BEGIN

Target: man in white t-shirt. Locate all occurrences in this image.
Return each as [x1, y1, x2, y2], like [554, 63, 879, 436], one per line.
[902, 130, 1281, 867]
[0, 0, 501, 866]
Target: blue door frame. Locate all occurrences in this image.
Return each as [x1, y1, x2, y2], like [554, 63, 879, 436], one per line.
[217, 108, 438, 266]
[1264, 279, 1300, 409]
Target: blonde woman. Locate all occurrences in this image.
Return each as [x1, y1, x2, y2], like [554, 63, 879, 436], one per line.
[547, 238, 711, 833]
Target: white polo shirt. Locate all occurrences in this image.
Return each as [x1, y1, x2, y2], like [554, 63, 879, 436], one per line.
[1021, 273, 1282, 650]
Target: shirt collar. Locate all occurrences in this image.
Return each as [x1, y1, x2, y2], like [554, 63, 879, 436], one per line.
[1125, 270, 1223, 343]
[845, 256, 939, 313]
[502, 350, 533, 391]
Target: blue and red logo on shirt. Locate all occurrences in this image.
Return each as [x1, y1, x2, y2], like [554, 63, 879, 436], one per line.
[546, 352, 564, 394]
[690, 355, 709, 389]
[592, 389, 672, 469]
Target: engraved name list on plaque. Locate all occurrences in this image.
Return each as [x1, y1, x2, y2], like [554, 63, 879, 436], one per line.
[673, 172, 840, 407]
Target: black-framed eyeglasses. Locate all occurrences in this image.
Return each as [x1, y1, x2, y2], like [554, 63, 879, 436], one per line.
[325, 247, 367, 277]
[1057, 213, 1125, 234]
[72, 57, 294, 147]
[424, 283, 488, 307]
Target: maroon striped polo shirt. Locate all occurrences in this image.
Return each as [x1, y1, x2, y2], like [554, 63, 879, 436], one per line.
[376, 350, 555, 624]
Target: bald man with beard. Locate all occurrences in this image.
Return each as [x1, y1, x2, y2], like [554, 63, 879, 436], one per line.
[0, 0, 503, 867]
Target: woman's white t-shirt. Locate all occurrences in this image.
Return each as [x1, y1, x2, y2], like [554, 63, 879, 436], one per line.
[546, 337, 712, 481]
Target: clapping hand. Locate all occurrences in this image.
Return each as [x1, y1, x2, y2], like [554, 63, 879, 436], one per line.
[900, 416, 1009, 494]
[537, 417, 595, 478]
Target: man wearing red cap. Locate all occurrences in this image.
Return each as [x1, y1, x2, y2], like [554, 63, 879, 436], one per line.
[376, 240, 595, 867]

END

## Task:
Reproduce every row above verbatim, in the same order and with the same line breaks.

## Solution:
Target: man in white t-shirt. Locate all occurrences in this image.
Return each as [x1, y1, x2, y2], like [554, 63, 879, 436], one per line.
[902, 130, 1281, 867]
[0, 0, 501, 866]
Target: blue door frame. Locate all occurrences in this image.
Return each as [x1, y1, x2, y2], like [554, 63, 879, 436], one per line.
[217, 108, 438, 266]
[1264, 279, 1300, 409]
Target: blonde woman. Locate all occurrences in this image.
Return each as [x1, y1, x2, y2], like [554, 63, 879, 436], one per line.
[547, 238, 711, 833]
Target: white polo shirt. Locate all occurrences in this image.
Return each as [x1, y1, x2, y2], like [554, 63, 879, 436], one per line.
[1021, 273, 1282, 650]
Target: shirt collar. Locate all occurrences in this image.
Return each as [x1, y1, x2, y2], like [554, 63, 879, 436], one per line.
[1125, 270, 1223, 343]
[845, 256, 939, 313]
[502, 350, 533, 391]
Target: blue and red logo on shirt. Locate all occurrences in this image.
Return each as [x1, y1, x2, y2], like [554, 63, 879, 436], one per line.
[546, 352, 564, 394]
[690, 355, 709, 389]
[592, 389, 672, 469]
Target: engraved name list on plaque. Locate all occurrences in this image.
Return each as [x1, y1, x2, y2], like [554, 63, 879, 436], one per line.
[673, 172, 840, 407]
Target: black-framed eyeglasses. Locate all occurrences in this image.
Return each as [x1, y1, x2, y2], like [554, 63, 879, 436], one per line.
[325, 247, 367, 277]
[1057, 213, 1125, 234]
[72, 57, 294, 147]
[424, 283, 488, 307]
Target: maroon striped polo shirt. Locate all occurrences in this image.
Return each as [x1, y1, x2, y2], like [554, 63, 879, 436], one per line.
[376, 350, 555, 624]
Target: bald man with beard. Locate all occurrences in this image.
Return each as [x1, y1, x2, y2], like [554, 63, 879, 436], one per line.
[0, 0, 503, 867]
Target: woman's white t-shirt. Locate all occurrences in this image.
Return each as [x1, y1, x2, y2], like [554, 63, 879, 436], one per line.
[546, 337, 712, 481]
Target: clapping hand. Locate all occurrences in this image.
Return each as [x1, y1, x2, y2], like [554, 63, 879, 436], one per line.
[900, 416, 1009, 494]
[537, 417, 595, 478]
Target: man wearing red cap. Locate all occurrences in this image.
Return each as [x1, y1, x2, y2], like [554, 63, 879, 436], one per line.
[376, 240, 595, 867]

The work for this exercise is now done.